What to do:
Resume the passage on how legal education has changed over the decades, continuing from its final sentence.

Excerpted passage:
──────────────────────────────
Law graduates of 40 years ago will recall doctrinal courses dominating their legal education. Although law students had no immediate plans to become appellate judges, they spent most of the first year reading appellate decisions on common-law subjects such as contracts and property. They probably never saw, much less drafted, a contract or a deed. They certainly never counseled a commercial client or negotiated a business deal. Most likely, the upper-class years were equally detached from actual practice. In 1972, a study of legal education reported:

Law schools teach very little of substance and offer perhaps even less “how-to-do-it” training; instead, they focus on various more general “skills,” such as legal bibliographical research, legal reasoning, and “thinking like a lawyer.”1

There was no pretense at that time that new graduates had the capabilities and competencies of experienced practitioners. As Walter Gellhorn observed in the mid-1970s, “law school is meant to prepare a student for professional life, not for the first moment of professional life.” Ideally, a legal education produced a new lawyer who “is ready to begin the constant self-polishing which leads to being an experienced, able, and worthy leader of the bar.”2

Law graduates of 20 years ago will probably recall a different experience. As the 1992 MacCrate Report described, law teaching no longer revolved almost entirely around a “core” curriculum emphasizing legal analysis and research. In simulation courses and live-client clinics, law schools were now teaching a range of other skills associated with legal practice such as “problem solving,” “factual investigation,” “communication,” “counseling,” “negotiation,” and “litigation.”3

At the same time, the MacCrate Report acknowledged that law schools still did not produce fully developed lawyers. While clinical courses could “help students understand the importance of the skill of ‘organization and management of legal work,’ … it remains for the first employer, or mentor, to translate this awareness into a functioning reality.”4 Likewise, despite law schools’ progress in teaching legal ethics and inculcating professional values, new lawyers’ ethical standards were more likely to be shaped on the job.
──────────────────────────────
Material supplied:
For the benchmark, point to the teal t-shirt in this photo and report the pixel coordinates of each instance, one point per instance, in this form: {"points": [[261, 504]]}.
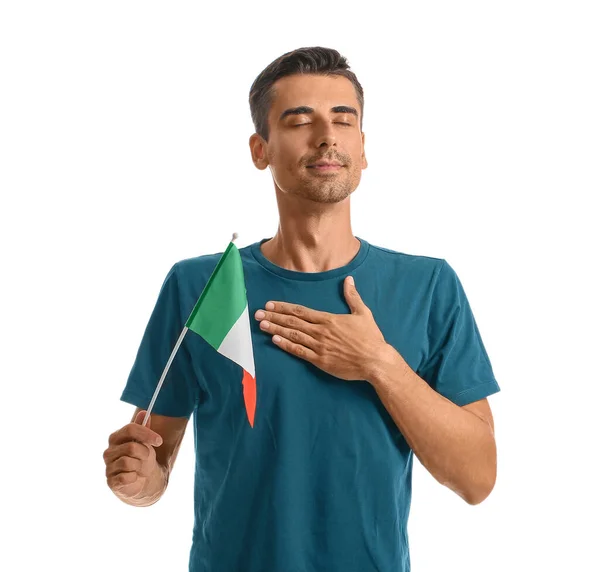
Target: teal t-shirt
{"points": [[323, 480]]}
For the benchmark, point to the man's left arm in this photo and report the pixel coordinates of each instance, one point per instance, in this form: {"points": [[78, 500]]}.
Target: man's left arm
{"points": [[455, 444]]}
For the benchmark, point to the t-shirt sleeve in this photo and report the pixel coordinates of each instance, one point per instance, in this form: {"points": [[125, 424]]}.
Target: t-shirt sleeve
{"points": [[180, 391], [458, 366]]}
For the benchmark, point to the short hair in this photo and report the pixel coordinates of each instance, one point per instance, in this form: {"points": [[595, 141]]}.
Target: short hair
{"points": [[317, 61]]}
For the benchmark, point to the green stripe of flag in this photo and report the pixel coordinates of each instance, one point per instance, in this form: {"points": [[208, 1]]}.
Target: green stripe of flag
{"points": [[222, 301]]}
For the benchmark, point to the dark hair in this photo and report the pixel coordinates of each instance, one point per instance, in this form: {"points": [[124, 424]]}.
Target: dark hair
{"points": [[317, 60]]}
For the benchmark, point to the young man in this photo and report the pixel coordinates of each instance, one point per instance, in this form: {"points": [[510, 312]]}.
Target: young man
{"points": [[352, 378]]}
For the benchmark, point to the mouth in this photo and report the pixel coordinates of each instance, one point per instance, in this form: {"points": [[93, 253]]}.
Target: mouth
{"points": [[325, 167]]}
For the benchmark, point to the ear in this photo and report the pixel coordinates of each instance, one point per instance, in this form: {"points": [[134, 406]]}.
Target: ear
{"points": [[364, 157], [258, 151]]}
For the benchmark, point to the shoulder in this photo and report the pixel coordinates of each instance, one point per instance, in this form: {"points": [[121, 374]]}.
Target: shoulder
{"points": [[424, 266]]}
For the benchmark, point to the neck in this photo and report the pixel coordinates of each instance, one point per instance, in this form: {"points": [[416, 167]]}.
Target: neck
{"points": [[313, 238]]}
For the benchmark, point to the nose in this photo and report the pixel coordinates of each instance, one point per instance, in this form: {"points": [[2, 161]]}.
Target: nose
{"points": [[325, 135]]}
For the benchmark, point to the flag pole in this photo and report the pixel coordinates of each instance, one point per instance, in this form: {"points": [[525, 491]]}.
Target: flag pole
{"points": [[164, 374]]}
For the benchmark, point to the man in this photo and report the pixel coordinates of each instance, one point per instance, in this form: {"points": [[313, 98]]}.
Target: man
{"points": [[352, 378]]}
──────────────────────────────
Written answer:
The MacCrate Report did not see this as a deficiency, however. Its theme was that “[t]he skills and values of the competent lawyer are developed along a continuum that starts before law school, reaches its most formative and intensive stage during the law school experience, and continues throughout a lawyer’s professional career.”5 The ABA task force that authored the MacCrate Report was convened in response to law firms’ apparent inability, in the face of increased economic competition, to train and mentor their young lawyers. But recognizing that law schools could not fully educate lawyers, the report encouraged strengthening continuing legal education and other post-graduate training.

Practice-Ready Attorneys

In contrast, even as law practice becomes increasingly complex and specialized, bar leaders now criticize law schools’ inability to produce lawyers ready for practice. This is not primarily a response to fear that unemployed law graduates will practice without supervision. Much of the criticism comes from corporate law firms worried about the continued decline in the training and mentoring of junior lawyers in private practice. Corporate clients no longer pay for newly-minted lawyers to accompany senior lawyers to court and business negotiations and to perform other work that is largely designed to advance their education. And it is a distant memory when corporate clients paid for law firm associates to “cut their teeth” on small matters.

The New York bar has led the charge in challenging law schools to graduate “practice ready” lawyers. In 2011, the New York State Bar Association presented a resolution to the ABA urging “that the legal education providers focus on making future lawyers practice ready by enhancing clinical work and supervised activities such as meeting with clients inside and outside the clinical setting and in court, and developing further capstone courses.” The resolution drew on a report issued earlier that year by the state bar association’s Task Force on the Future of the Legal Profession.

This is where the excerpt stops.